### TASK GOAL
Within the material below, find each line bearing the word "read" and present it.

### LISTED RECORDS ###

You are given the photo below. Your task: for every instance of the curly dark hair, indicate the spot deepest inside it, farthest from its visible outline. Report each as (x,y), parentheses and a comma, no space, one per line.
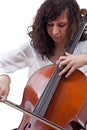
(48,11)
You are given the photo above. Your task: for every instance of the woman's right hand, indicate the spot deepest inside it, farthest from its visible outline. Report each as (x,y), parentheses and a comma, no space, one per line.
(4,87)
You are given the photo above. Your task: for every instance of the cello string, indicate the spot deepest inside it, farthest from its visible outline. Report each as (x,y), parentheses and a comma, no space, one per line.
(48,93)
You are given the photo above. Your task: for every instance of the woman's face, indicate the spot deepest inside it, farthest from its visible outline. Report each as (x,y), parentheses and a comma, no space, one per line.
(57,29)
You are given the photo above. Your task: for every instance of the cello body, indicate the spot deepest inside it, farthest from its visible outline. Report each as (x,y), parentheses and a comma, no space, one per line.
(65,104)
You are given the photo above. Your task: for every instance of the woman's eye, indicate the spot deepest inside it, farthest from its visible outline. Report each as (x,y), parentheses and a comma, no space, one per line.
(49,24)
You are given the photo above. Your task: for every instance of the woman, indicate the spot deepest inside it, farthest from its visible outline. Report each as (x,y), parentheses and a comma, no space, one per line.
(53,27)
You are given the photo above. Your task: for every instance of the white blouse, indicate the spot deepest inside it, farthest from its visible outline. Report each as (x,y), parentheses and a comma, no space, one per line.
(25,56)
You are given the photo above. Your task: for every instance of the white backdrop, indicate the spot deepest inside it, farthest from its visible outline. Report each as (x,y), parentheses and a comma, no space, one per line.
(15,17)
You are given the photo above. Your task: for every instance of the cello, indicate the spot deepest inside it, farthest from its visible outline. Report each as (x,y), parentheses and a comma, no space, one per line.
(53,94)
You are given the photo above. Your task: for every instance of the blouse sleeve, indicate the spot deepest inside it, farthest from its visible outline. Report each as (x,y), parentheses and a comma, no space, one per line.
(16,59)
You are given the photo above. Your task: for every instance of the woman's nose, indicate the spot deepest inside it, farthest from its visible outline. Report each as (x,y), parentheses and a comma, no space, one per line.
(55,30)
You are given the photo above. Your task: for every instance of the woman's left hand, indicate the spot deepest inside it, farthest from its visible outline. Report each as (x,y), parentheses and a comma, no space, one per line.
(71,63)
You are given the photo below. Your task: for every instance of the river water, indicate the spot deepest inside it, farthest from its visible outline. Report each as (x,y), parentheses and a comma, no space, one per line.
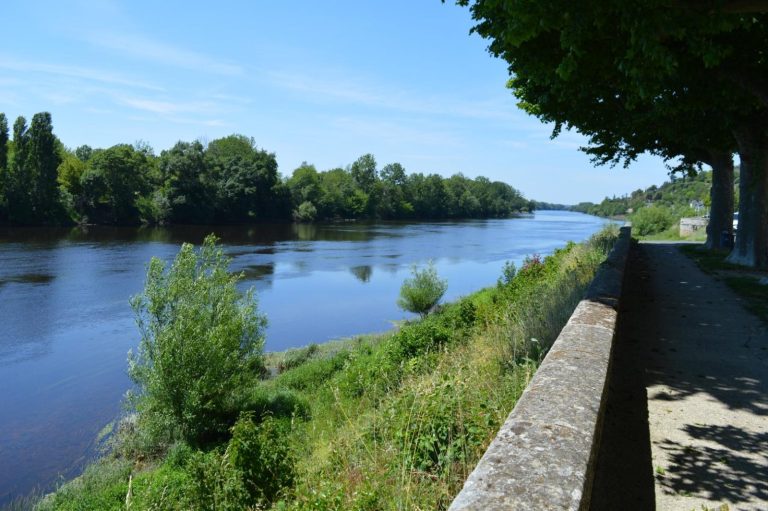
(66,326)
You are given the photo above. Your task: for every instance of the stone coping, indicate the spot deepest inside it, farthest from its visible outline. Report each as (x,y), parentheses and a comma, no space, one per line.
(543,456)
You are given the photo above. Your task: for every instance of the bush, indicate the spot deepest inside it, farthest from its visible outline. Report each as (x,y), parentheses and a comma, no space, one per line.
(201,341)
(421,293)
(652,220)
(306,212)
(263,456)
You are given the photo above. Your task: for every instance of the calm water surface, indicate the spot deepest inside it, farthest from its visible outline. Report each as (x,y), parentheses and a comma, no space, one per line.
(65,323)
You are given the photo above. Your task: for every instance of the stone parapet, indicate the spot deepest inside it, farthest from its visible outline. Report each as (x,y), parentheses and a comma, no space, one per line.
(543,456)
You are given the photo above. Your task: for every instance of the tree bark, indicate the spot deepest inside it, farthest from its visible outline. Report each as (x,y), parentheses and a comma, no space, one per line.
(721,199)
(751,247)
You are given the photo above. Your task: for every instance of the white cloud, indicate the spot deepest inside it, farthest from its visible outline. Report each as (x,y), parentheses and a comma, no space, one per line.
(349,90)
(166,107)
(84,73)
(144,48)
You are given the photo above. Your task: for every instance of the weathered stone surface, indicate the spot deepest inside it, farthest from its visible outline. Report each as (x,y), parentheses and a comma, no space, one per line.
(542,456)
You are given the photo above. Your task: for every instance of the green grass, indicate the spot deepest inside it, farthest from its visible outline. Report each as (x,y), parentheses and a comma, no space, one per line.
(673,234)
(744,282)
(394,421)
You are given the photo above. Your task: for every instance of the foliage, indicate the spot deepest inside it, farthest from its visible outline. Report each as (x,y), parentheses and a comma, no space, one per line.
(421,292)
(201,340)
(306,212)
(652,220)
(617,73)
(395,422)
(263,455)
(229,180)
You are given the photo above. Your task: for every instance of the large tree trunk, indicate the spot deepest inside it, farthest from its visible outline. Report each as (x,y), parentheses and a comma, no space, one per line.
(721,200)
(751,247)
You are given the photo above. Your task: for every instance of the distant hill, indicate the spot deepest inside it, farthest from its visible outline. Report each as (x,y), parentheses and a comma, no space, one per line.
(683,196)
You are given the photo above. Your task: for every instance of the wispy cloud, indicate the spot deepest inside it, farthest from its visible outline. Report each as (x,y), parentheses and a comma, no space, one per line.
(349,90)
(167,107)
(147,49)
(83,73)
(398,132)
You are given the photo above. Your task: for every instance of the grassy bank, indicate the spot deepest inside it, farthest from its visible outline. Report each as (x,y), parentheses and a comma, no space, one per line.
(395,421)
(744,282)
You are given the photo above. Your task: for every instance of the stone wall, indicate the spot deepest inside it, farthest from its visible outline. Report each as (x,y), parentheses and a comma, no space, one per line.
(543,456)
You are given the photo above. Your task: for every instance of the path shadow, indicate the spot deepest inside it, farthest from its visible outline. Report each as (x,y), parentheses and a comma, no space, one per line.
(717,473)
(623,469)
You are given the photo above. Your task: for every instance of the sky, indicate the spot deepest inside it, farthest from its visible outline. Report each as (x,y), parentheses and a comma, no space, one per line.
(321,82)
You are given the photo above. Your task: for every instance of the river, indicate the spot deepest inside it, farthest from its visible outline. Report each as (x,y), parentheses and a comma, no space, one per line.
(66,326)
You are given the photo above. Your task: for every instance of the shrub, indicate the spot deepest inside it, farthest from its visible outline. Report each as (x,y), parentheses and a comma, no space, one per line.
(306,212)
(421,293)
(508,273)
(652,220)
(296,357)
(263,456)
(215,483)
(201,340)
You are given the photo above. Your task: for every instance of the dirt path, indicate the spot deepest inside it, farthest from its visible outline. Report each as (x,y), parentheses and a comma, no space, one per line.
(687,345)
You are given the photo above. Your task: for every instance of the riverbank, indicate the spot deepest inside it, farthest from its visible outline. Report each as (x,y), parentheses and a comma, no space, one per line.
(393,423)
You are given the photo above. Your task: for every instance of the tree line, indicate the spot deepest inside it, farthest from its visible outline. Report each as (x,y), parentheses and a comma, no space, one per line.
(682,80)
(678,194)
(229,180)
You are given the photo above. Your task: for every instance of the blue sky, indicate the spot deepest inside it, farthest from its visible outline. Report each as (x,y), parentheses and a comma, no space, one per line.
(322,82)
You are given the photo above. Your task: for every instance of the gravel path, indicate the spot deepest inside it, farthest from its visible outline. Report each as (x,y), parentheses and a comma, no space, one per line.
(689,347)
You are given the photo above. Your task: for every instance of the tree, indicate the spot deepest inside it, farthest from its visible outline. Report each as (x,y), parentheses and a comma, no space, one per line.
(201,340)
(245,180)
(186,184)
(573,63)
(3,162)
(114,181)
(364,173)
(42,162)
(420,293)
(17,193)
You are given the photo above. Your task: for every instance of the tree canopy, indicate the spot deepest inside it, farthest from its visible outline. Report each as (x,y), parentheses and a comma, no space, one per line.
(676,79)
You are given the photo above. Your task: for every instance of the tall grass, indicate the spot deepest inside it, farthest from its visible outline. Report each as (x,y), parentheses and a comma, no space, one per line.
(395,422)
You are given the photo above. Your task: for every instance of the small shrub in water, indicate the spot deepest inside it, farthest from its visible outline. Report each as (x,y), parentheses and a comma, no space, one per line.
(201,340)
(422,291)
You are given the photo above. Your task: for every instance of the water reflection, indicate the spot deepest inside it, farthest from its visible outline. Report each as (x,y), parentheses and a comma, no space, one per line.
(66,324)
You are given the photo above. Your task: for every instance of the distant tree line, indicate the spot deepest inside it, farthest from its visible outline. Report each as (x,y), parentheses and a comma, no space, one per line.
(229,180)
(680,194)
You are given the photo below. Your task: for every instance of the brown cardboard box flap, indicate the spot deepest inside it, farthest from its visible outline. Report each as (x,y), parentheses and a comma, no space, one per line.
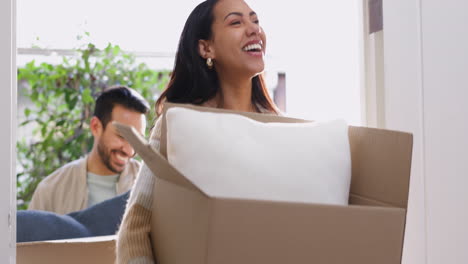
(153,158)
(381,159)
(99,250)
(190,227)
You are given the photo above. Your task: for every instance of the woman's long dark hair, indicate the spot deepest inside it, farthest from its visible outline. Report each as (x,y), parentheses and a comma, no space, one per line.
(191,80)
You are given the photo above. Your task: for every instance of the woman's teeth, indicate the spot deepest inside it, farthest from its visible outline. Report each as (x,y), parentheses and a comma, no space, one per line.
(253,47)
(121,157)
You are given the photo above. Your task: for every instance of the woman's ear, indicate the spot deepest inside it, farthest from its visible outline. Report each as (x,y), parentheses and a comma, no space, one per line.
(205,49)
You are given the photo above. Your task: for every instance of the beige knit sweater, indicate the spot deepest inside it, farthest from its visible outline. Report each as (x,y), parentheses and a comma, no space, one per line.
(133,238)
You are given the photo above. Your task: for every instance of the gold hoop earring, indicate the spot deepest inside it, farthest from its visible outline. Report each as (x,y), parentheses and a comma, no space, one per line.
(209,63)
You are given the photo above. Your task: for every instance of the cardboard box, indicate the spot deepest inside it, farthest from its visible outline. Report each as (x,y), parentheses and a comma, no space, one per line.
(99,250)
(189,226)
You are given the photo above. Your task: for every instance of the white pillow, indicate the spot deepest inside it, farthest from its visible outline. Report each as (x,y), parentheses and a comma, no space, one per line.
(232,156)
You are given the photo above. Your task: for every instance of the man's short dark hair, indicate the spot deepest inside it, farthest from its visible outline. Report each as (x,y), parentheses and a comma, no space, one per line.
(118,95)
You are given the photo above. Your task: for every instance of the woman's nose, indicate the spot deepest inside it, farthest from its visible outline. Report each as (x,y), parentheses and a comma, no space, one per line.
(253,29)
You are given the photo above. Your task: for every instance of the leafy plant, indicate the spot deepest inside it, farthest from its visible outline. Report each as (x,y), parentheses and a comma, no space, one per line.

###
### LISTED RECORDS ###

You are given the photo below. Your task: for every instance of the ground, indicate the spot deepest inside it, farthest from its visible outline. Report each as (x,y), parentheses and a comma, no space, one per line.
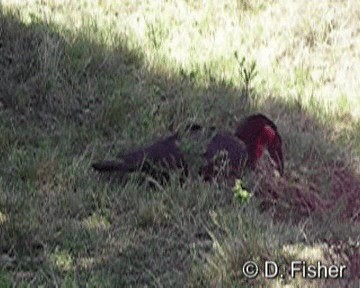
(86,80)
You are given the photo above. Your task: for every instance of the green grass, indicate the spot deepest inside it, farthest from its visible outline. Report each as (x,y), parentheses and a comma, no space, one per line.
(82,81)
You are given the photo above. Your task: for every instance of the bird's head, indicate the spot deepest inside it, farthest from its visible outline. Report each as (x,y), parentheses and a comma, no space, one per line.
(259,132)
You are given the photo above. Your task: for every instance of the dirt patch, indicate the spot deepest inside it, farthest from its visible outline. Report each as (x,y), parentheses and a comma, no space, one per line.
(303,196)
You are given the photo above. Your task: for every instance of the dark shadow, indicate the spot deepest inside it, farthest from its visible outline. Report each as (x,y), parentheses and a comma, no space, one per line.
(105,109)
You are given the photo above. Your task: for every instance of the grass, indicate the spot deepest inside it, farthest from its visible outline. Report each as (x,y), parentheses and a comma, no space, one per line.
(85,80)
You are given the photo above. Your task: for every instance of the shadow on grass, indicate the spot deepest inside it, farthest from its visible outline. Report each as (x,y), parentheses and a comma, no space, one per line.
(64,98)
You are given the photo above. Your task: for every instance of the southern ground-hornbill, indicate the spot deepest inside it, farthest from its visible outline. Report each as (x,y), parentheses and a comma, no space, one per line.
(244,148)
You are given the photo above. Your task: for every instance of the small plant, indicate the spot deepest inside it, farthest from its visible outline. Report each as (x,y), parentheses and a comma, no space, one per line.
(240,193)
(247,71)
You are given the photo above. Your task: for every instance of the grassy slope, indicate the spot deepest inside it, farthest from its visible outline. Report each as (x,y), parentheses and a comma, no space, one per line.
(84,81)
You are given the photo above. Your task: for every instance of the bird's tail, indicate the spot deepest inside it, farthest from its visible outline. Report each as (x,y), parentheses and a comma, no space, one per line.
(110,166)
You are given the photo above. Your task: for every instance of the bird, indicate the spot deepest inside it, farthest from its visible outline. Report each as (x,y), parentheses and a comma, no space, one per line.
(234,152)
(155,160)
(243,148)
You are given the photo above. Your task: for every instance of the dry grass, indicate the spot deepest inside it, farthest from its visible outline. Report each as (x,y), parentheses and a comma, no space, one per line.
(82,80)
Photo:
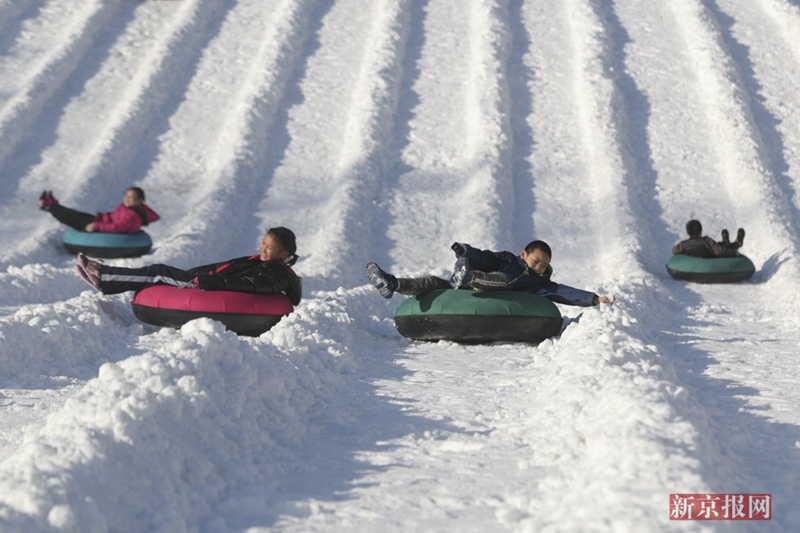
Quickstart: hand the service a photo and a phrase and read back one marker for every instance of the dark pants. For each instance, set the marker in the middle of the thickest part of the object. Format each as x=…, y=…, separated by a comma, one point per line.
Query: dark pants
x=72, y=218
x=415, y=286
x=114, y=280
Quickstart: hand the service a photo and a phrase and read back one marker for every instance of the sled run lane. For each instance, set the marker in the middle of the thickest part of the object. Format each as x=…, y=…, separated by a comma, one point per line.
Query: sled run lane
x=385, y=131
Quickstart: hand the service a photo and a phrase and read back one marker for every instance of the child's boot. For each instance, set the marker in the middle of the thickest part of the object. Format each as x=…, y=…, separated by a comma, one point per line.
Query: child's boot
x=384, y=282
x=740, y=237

###

### EXPECTED ANSWER
Quickstart: hand the service a photo and a phrase and read back one marker for every instance of the dark pants. For each instance, set the marker in the middle of the thickest part of the object. Format each as x=…, y=…, separated by a comma, one point per line.
Quickstart: hand the service a photo and a phrase and read back one marker for every instance of the sled run lane. For each instance, set the marker in the middle of the thickest part of the object. Format each as x=…, y=…, separated by a comma, one point per line.
Quickstart: hand the service a photo and a phrase and read back one marker for every instance of the child's boot. For each instance, set the marker in the middle of the thickest part of the object. Format each as x=…, y=…, separated by a comma, one point per line.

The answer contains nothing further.